* _Source excerpt_:
<<<<
Deal of the Month: Norilsk Nickel’s $1bn seven-year Eurobond offering
by James C Scoville, corporate partner, Debevoise & Plimpton
On 28 October, OJSC MMC Norilsk Nickel, the largest diversified mining and metals company in Russia and the world’s largest producer of nickel and palladium, closed a $1bn (£622m) seven-year Eurobond offering with an annual coupon rate of 5.55 per cent.
The size of the deal is enough in itself to make headlines, but Eurobond issuances from Russian corporates aren’t as much of a rare sighting as they were a couple of years ago. In the first three quarters of 2013, 34 US dollar-denominated offerings had been made by Russian corporates for a value of $17.75bn.
However, the Russian Eurobond market had been quieter of late, and the hope is that the success of this offering will spark further activity in the sector.
This wasn’t the first Eurobond offering Norilsk Nickel has closed – as recently as April, it closed a $750m issuance – but it was the first Eurobond that the company opened up to qualified US investors by way of a tranche offered pursuant to the Rule 144A exemption.
In fact, it is the first bond instrument of any kind that Norilsk Nickel has offered to US investors in almost a decade.
That US aspect of the deal was perhaps the most interesting part of working on it. It comes on the back of a great deal of education and bridge-building in recent years between the Russian corporate world and Western investors, with the latter increasingly waking up to the opportunities of deals such as this one.
Norilsk Nickel already has a large number of US equity investors but this was an important introduction to US debt investors, making the prospectus even more critical than usual.
>>>>
* _Records for processing_:
<<<<
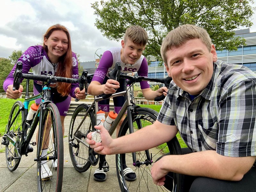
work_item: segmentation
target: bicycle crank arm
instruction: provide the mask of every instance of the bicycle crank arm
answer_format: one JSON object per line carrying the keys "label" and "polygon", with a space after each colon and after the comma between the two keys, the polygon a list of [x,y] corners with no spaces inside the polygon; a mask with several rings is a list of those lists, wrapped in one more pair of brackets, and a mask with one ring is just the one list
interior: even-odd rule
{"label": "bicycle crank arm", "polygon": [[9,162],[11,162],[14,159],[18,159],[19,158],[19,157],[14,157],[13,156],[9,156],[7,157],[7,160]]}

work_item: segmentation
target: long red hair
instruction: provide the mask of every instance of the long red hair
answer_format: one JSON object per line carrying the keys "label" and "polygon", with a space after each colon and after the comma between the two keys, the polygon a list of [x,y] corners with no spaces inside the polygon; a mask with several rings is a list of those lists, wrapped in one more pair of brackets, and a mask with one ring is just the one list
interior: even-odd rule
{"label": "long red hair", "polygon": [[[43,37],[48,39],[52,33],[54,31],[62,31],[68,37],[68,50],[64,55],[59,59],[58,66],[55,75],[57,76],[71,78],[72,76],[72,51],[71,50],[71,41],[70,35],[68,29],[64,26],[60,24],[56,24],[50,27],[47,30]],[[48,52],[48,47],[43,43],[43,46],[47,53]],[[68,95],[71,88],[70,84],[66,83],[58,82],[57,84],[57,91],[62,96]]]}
>>>>
* _Exercise requirements_:
**a)** Write out both records above, the one targeting the bicycle crank arm and the one targeting the long red hair, line for line with no changes, omitting the pictures.
**b)** Carry on the Norilsk Nickel Eurobond article from its last sentence.

* _Expected answers_:
**a)**
work_item: segmentation
target: bicycle crank arm
instruction: provide the mask of every instance of the bicycle crank arm
answer_format: one JSON object per line carrying the keys "label" and "polygon", with a space after each colon and after the comma between the two keys, the polygon a list of [x,y] corners with no spaces inside the polygon; a mask with several rings is a list of those lists, wrapped in one more pair of brackets, and a mask with one ring is just the one list
interior: even-odd rule
{"label": "bicycle crank arm", "polygon": [[9,162],[11,162],[14,159],[18,159],[19,158],[19,157],[14,157],[13,156],[9,156],[7,157],[7,160]]}

work_item: segmentation
target: long red hair
instruction: provide the mask of every instance of the long red hair
answer_format: one JSON object per line carrying the keys "label" and "polygon", with a space after each colon and after the comma between the two keys, the polygon a list of [x,y] corners with no spaces inside the polygon; a mask with several rings is a list of those lists, wrapped in one more pair of brackets, and a mask with one ring is just the one list
interior: even-odd rule
{"label": "long red hair", "polygon": [[[43,37],[48,39],[52,33],[54,31],[62,31],[68,37],[68,50],[64,55],[59,59],[58,66],[55,75],[57,76],[71,78],[72,76],[72,51],[71,50],[71,41],[70,35],[68,29],[64,26],[60,24],[56,24],[50,27],[47,30]],[[48,52],[48,47],[43,43],[43,46],[47,53]],[[68,95],[71,88],[70,84],[66,83],[58,82],[57,84],[57,91],[62,96]]]}

**b)**
The transaction also had to be timed carefully, given the uncertainties in the market this autumn, not least the debt ceiling negotiations in the US Senate. This required a great deal of co-ordination across the company, bank and advisory teams, as well as side-by-side working across several time zones.
It’s a challenge we met through the make-up of our team – Moscow-based partners working with US and UK-qualified partners in London, all of whom had, by background and experience, a deep understanding of both the Russian corporate environment and the priorities of the international investors being targeted.
The legal line-up:
For Norilsk Nickel: Debevoise partners Alan Kartashkin, James C Scoville and Peter Hockless, with associates Dmitry Karamyslov, Robert Manson and Timur Ochkhaev. Arthur Cox partner Glenn Butt acted as Irish counsel to the issuer.
For the joint lead managers: Linklaters partners Cecil Quillen, Jasper Evans, Andrew Burge and Dmitry Dobatkin, with counsel
Simon Few and associates Robert Ludwig and Vladimir Gogokhia
October deals with UK involvement
Kirkland & Ellis took the top spot largely thanks to a pair of acquisitions for private equity house KKR, which picked up manufacturing assets Crosby and Acco for $1.01bn (£630m). Chicago-based corporate partner Jeffrey Fine led for Kirkland, alongside Gavin Gordon in London, Jon Balls in Chicago and US debt finance partner Linda Myers. Simpson Thacher picked up instructions from Melrose, led by London corporate partners Adam Signy and Derek Baird. London credit partner Euan Gorrie, antitrust partner David Vann and New York tax partner Gary Mandel also advised.
Clifford Chance stood out among UK firms due to its work on the AMC Networks deal. Meanwhile, A&O took fifth position thanks to its advice for Campbell Soup Company, which signed a definitive agreement for the leverage buyout of its European simple meals business to private equity house CVC for €400m (£248.8m). Simpson Thacher was instructed by CVC.
|Ranking Value inc.
of Target ($ Mil)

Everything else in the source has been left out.